■ **Task to complete**: Can you give these lines again with every "rock face" swapped for "cliff face" and nothing else changed?

■ **Information supplied**:

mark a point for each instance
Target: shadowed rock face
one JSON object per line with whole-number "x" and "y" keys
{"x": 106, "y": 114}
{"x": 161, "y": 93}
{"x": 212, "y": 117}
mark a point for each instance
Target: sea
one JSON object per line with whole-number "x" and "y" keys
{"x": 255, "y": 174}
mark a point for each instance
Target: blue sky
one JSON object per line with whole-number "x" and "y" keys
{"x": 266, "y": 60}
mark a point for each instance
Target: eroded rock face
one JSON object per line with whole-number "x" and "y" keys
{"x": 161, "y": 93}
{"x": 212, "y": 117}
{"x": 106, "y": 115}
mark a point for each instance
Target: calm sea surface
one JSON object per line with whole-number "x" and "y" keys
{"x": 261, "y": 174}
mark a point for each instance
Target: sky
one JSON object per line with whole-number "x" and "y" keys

■ **Task answer**:
mark a point for each instance
Target: shadowed cliff face
one JSON object per line with whole-number "x" and "y" keys
{"x": 106, "y": 114}
{"x": 161, "y": 93}
{"x": 212, "y": 117}
mark a point for each instance
Target: sea
one JSON object per line with whole-number "x" and "y" keys
{"x": 255, "y": 174}
mark a point for each instance
Target: blue sky
one JSON object per line with whole-number "x" and "y" keys
{"x": 266, "y": 60}
mark a point for each instance
Target: eroded cliff face
one JSON object per line with whole-number "x" and "y" keys
{"x": 161, "y": 93}
{"x": 212, "y": 117}
{"x": 106, "y": 115}
mark a point for each instance
Target: calm sea surface
one JSON object per line with whole-number "x" and "y" keys
{"x": 261, "y": 174}
mark a point for each instance
Target: sky
one JSON object per line with whole-number "x" and "y" keys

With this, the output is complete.